** begin **
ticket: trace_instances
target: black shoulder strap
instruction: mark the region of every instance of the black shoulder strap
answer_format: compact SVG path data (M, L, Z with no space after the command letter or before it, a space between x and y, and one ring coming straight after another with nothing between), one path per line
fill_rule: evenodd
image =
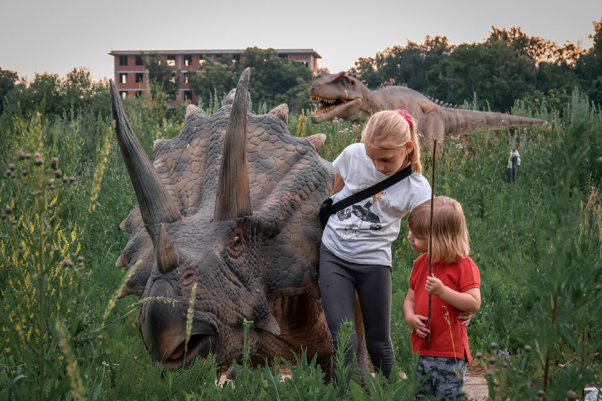
M330 212L334 214L348 206L355 204L361 200L369 198L375 194L378 194L381 191L399 182L403 179L409 177L411 174L412 174L412 164L409 164L403 170L397 171L391 177L333 204L330 207Z

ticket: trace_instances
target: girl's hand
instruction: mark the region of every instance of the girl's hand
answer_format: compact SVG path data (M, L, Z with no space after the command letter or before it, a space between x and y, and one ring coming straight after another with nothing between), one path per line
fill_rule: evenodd
M423 322L424 320L424 322ZM426 328L425 323L429 321L429 318L420 314L415 314L407 320L408 324L410 325L418 336L421 338L426 338L427 334L430 331Z
M432 295L439 296L443 293L445 286L443 282L432 275L426 278L426 284L424 286L426 292Z
M458 315L458 320L461 320L462 325L466 327L470 324L470 319L475 315L473 312L460 312Z

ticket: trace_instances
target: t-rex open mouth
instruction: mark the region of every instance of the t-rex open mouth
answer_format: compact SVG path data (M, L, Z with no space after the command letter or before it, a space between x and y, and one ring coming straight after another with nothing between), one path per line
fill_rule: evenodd
M318 108L316 109L315 111L312 111L311 115L312 116L320 115L320 114L323 114L324 113L327 113L330 111L337 106L341 105L344 105L347 102L347 100L344 100L342 99L327 99L325 97L321 97L320 96L317 96L315 95L312 95L310 97L312 102L319 102L320 105L318 106Z

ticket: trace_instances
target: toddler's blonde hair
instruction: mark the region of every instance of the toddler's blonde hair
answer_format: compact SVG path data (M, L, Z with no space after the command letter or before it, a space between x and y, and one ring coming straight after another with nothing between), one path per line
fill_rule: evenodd
M362 143L369 141L372 146L379 149L401 149L408 141L414 147L408 154L412 170L422 173L420 163L420 142L418 140L416 120L412 118L411 127L405 118L397 110L383 110L374 114L364 127Z
M430 222L430 201L418 205L408 216L408 227L416 235L429 243ZM468 230L462 205L455 199L437 197L433 200L433 262L453 263L456 258L468 256Z

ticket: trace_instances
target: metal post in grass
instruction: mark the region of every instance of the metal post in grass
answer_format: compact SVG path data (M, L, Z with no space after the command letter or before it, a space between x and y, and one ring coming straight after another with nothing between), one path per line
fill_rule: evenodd
M433 162L433 172L430 179L430 222L429 223L429 276L433 275L433 200L435 198L435 155L436 154L437 140L433 143L433 156L431 160ZM430 343L430 305L432 303L433 296L429 294L429 332L426 335L426 349L429 349Z

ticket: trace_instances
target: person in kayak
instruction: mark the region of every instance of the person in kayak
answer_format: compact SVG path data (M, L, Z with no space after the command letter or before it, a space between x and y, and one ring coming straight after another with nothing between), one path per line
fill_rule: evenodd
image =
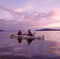
M19 35L18 38L17 38L18 43L21 43L22 42L22 38L20 37L20 35L22 35L22 31L19 30L17 35Z
M21 31L21 30L19 30L17 35L22 35L22 31Z
M32 32L31 32L31 30L29 29L28 30L28 34L27 34L28 36L34 36L33 34L32 34Z

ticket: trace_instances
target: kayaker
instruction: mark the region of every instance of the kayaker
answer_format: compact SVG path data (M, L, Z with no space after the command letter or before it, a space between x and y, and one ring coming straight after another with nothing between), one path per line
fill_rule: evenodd
M21 31L21 30L19 30L17 35L22 35L22 31Z

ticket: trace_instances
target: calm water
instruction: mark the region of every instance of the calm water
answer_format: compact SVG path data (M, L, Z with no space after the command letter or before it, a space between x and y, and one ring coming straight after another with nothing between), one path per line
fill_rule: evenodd
M36 35L44 35L45 40L34 40L30 45L26 40L18 43L17 39L10 39L9 35L16 32L0 32L0 55L51 54L60 56L60 31L37 31Z

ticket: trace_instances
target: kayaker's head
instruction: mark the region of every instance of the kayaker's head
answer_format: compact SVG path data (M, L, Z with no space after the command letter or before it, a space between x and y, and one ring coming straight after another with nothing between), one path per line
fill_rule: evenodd
M21 32L21 30L19 30L19 32Z

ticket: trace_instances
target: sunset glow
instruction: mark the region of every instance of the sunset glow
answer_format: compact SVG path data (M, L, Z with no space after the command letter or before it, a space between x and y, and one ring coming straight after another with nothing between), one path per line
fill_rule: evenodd
M60 27L59 2L60 0L0 0L0 19L17 20L17 24L18 21L30 22L37 27Z

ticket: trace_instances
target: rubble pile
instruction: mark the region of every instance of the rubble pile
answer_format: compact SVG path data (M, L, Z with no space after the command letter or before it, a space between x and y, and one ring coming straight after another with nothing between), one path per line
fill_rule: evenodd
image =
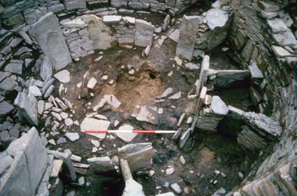
M295 1L0 1L0 196L297 195Z

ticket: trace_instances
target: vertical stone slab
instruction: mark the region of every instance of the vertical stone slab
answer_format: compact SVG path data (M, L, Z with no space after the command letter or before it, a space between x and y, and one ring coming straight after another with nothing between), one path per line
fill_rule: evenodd
M38 124L37 99L33 95L19 92L15 105L31 125Z
M39 19L33 25L32 30L35 39L56 71L72 62L58 19L52 13Z
M48 155L38 132L32 127L7 149L13 162L1 178L0 196L35 195L48 164Z
M205 55L201 64L201 71L200 71L199 80L197 84L196 92L200 93L200 89L206 83L208 78L208 69L210 68L210 56Z
M145 20L136 19L135 29L134 44L140 47L151 46L154 30L154 26Z
M184 15L176 48L176 56L180 56L188 60L191 59L200 21L201 18L198 16Z
M0 196L6 195L34 195L35 192L30 186L30 177L26 156L17 153L10 167L1 178Z
M63 0L63 4L67 10L85 9L87 8L85 0Z

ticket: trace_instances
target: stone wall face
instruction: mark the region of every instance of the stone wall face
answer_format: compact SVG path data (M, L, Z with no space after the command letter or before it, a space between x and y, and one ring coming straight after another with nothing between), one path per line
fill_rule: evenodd
M111 0L115 8L128 8L132 10L150 10L152 12L178 13L184 11L198 1L189 0Z
M13 29L24 22L36 22L48 12L59 13L64 10L72 11L94 7L127 8L131 10L150 10L153 12L175 14L186 10L198 0L1 0L0 20L6 28ZM116 13L114 13L116 14Z
M296 13L284 9L293 6L290 4L293 3L296 6L296 1L231 2L233 21L229 41L233 46L232 56L245 62L244 66L252 61L261 70L263 79L258 84L253 80L253 85L263 97L259 104L260 110L278 118L284 128L273 153L256 170L253 169L249 182L244 181L234 195L296 195L294 186L286 182L293 181L297 153L294 136L297 131L297 35L293 31L297 20ZM282 174L284 168L286 172Z
M10 160L2 174L0 195L35 195L48 164L48 155L37 130L33 127L27 134L12 142L7 148ZM38 160L38 161L37 161Z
** end **
_GOAL:_
Echo the data from its first line through the line that contains "M458 315L458 320L461", both included, and leave the pictures out of your answer.

_SOLUTION TO THIS EXERCISE:_
ticket: trace_instances
target: black shoulder strap
instruction: mark the region of every instance of the black shoulder strap
answer_format: compact SVG path data (M, L, Z with no space after the command letter or before it, a space between x and y, and one ring coming straight after another with nothing between), one path per line
fill_rule: evenodd
image =
M330 212L334 214L348 206L355 204L361 200L369 198L375 194L378 194L381 191L399 182L403 179L409 177L411 174L412 174L412 164L409 164L403 170L397 171L391 177L333 204L330 207Z

ticket: trace_instances
target: girl's hand
instruction: mark the region of every instance of the girl's hand
answer_format: compact SVG path data (M, L, Z with no space after the command letter or before it, a space between x and y, and one ring coming straight after another with nothing between), one path per line
fill_rule: evenodd
M423 322L424 320L424 322ZM426 328L425 323L429 321L429 318L420 314L415 314L407 320L408 324L410 325L418 336L421 338L426 338L427 334L430 331Z
M432 295L439 296L443 293L445 286L443 282L432 275L426 278L426 284L424 286L426 292Z
M458 315L458 320L461 320L462 325L466 327L470 324L470 319L475 315L473 312L460 312Z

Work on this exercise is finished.